Task goal -
Reproduce the listing below word for word, from its beginning through the line with "[529,468,566,491]", and leave the pictures out.

── Entries supplied

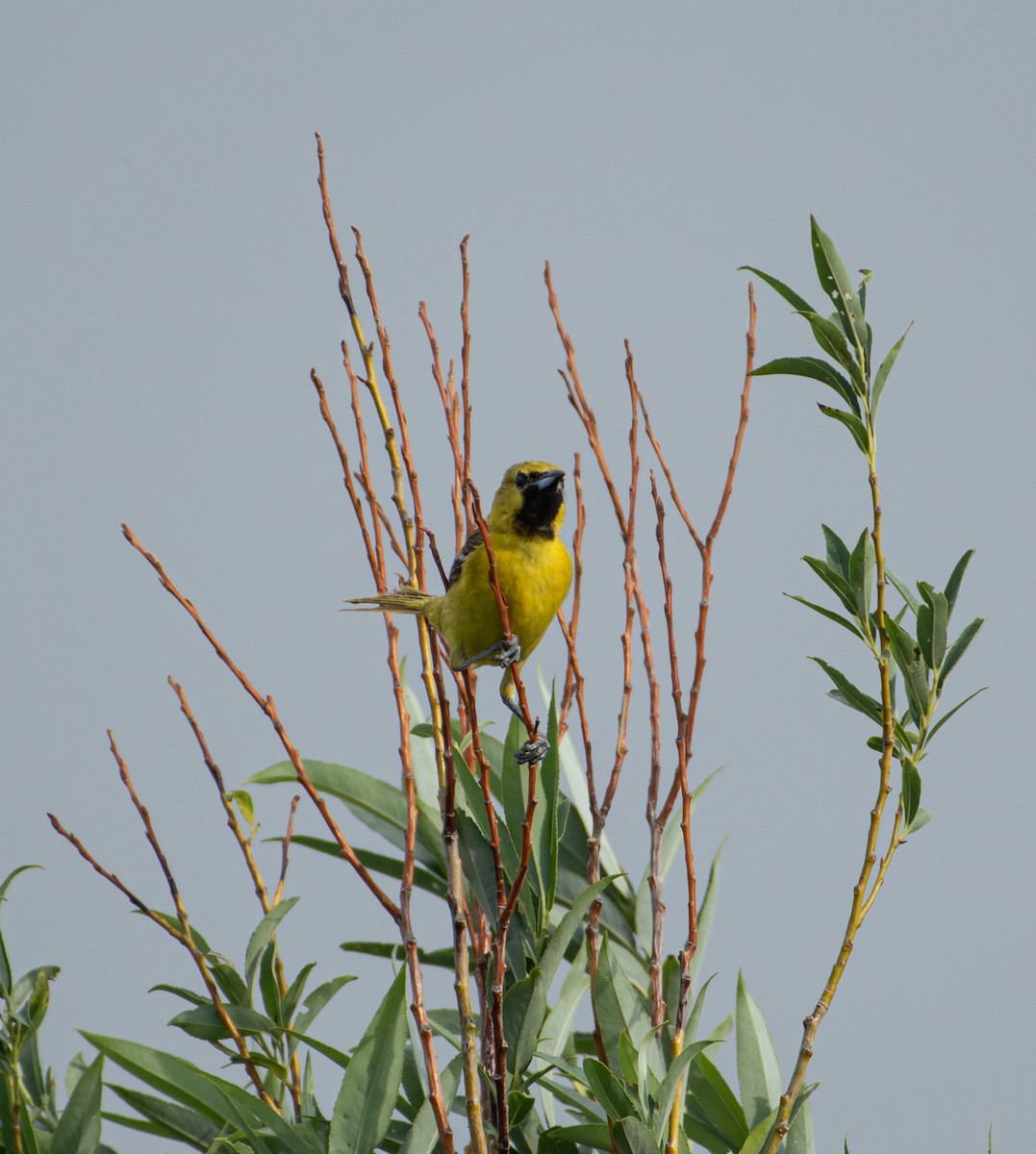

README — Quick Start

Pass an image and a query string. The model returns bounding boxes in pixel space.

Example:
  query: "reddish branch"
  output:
[47,729,277,1110]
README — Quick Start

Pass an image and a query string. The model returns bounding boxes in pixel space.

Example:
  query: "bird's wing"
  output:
[446,529,482,589]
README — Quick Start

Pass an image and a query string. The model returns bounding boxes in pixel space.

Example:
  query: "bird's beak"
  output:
[529,468,566,491]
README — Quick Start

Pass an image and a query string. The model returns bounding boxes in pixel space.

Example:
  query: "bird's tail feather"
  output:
[346,585,432,613]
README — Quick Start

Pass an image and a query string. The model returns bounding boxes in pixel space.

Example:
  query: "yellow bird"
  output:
[348,461,572,760]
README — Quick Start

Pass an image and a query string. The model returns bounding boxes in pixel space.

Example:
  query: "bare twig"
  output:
[47,729,277,1110]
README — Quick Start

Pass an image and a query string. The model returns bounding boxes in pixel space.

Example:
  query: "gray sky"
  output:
[0,0,1036,1154]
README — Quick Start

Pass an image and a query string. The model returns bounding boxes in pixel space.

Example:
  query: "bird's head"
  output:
[488,461,566,539]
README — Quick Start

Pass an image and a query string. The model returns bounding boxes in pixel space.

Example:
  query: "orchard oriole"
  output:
[348,461,572,756]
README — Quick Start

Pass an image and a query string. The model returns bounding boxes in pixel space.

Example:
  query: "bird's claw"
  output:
[493,634,521,669]
[515,738,550,765]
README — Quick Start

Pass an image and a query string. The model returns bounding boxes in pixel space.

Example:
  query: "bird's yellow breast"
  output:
[426,532,572,668]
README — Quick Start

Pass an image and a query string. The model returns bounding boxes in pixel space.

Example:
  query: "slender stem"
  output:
[763,385,901,1154]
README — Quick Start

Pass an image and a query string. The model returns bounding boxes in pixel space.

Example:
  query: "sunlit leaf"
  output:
[927,686,989,740]
[752,357,860,416]
[737,264,814,313]
[735,974,783,1129]
[810,657,881,725]
[871,321,914,415]
[810,217,867,356]
[802,558,856,617]
[328,968,406,1154]
[244,898,299,991]
[885,606,928,727]
[48,1054,104,1154]
[946,549,974,615]
[939,617,986,689]
[902,758,921,833]
[817,404,870,456]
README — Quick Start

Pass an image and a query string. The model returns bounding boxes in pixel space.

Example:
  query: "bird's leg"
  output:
[453,635,521,670]
[499,668,550,765]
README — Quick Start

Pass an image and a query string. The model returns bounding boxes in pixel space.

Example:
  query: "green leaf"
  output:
[148,982,210,1006]
[654,1040,712,1143]
[328,969,406,1154]
[248,758,445,873]
[938,617,986,689]
[147,910,213,953]
[540,1121,612,1154]
[927,686,989,740]
[244,898,299,991]
[817,402,871,456]
[902,757,921,833]
[785,593,863,637]
[737,1107,780,1154]
[399,1054,463,1154]
[735,974,783,1129]
[205,954,251,1006]
[295,974,357,1034]
[168,1002,277,1042]
[594,937,650,1068]
[752,357,860,416]
[802,558,856,617]
[615,1118,659,1154]
[8,966,59,1034]
[508,877,618,1074]
[0,866,42,998]
[810,217,868,360]
[688,1054,748,1150]
[885,606,928,727]
[583,1058,637,1121]
[50,1054,104,1154]
[737,264,814,313]
[917,582,948,669]
[903,806,932,837]
[193,1074,313,1154]
[871,321,914,417]
[885,565,921,617]
[81,1031,232,1124]
[946,549,974,615]
[226,790,255,825]
[280,962,316,1023]
[849,530,874,621]
[810,657,881,725]
[802,313,867,397]
[105,1083,222,1150]
[821,524,849,581]
[0,866,42,906]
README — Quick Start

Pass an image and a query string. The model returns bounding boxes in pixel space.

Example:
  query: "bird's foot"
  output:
[493,634,521,669]
[515,738,550,765]
[453,634,521,670]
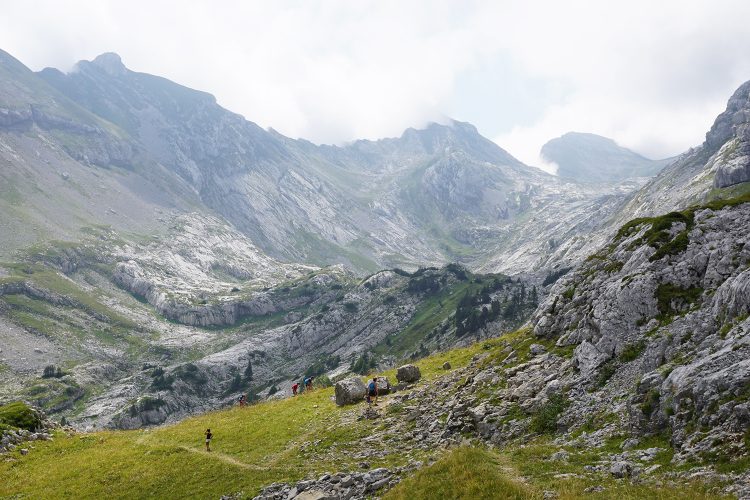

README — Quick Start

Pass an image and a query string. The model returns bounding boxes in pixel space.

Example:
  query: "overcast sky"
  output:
[0,0,750,170]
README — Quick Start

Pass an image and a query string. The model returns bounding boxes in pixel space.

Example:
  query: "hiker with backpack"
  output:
[367,377,378,404]
[206,429,214,451]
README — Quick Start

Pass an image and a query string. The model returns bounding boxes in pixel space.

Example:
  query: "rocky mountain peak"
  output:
[706,81,750,148]
[704,81,750,188]
[91,52,128,76]
[541,132,667,182]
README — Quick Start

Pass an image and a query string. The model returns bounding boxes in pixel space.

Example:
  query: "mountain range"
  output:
[0,47,750,434]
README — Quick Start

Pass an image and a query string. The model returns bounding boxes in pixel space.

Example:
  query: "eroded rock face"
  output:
[396,365,422,384]
[335,377,367,406]
[536,198,750,458]
[706,82,750,188]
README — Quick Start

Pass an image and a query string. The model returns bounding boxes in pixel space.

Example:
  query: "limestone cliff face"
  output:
[39,54,636,272]
[532,197,750,456]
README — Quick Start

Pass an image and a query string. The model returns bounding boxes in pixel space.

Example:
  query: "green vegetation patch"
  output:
[383,447,541,500]
[529,394,569,434]
[0,401,42,431]
[656,283,703,318]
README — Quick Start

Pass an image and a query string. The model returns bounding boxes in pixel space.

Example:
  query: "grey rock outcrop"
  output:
[335,377,367,406]
[532,198,750,459]
[396,365,422,384]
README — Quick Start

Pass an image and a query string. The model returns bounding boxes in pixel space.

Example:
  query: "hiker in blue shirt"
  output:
[367,377,378,404]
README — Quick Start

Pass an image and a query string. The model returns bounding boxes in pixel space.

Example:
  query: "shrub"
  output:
[620,340,646,363]
[313,375,333,389]
[529,394,569,434]
[0,401,42,431]
[542,267,573,286]
[641,389,661,416]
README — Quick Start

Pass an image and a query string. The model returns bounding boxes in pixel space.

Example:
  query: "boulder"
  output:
[396,365,422,384]
[573,341,609,377]
[335,377,367,406]
[609,461,633,479]
[529,344,547,356]
[374,377,392,396]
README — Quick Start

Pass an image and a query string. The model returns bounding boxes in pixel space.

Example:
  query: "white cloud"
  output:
[0,0,750,163]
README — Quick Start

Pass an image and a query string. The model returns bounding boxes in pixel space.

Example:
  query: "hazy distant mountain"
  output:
[542,132,670,182]
[39,54,624,271]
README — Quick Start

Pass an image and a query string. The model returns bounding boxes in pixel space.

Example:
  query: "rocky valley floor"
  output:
[0,330,750,499]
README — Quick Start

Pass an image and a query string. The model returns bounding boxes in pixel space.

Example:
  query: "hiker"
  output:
[367,377,378,404]
[206,429,214,451]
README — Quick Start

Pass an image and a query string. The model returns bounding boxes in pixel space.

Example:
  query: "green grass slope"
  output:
[0,330,736,499]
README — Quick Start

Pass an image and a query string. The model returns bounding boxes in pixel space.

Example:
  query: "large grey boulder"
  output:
[396,365,422,384]
[374,377,392,396]
[573,341,609,377]
[335,377,367,406]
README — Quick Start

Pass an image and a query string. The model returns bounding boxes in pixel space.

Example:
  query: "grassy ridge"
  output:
[0,330,736,499]
[0,347,476,498]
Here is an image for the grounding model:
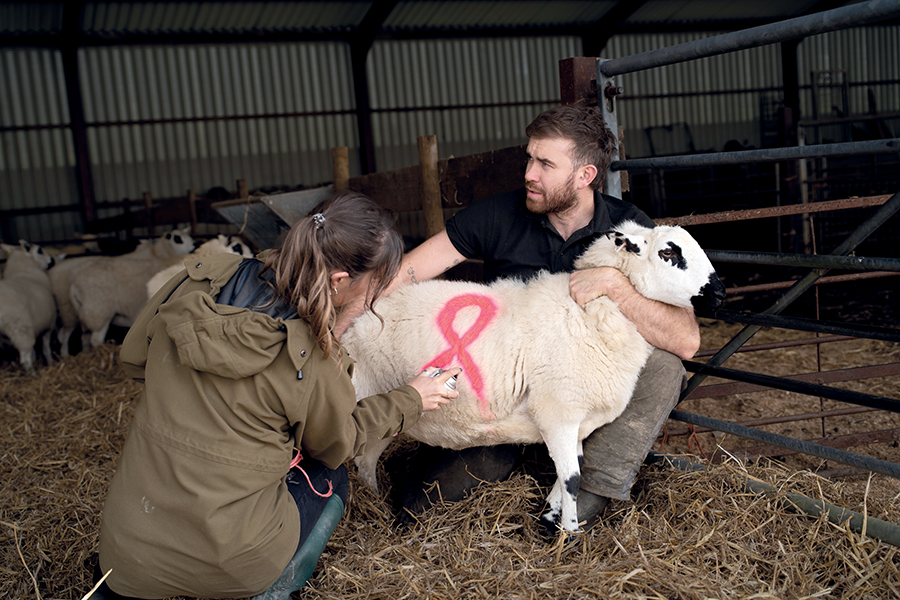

────

Written answer -
README — Quick Start

Pass an image and a query string. The model returns bounding boxes in pixel space.

Example:
  query: "reddish branch"
  output:
[47,729,277,1110]
README — Quick Start

Pass an image and a query string. The model returns bounding boxes in pixel space.

Example:
  query: "bird's wing"
  output:
[446,529,482,589]
README — Quick Start

Pass an image and a query string. The model returns bounding boxes in pixel space.

Example:
  query: "bird's beak"
  output:
[529,468,566,491]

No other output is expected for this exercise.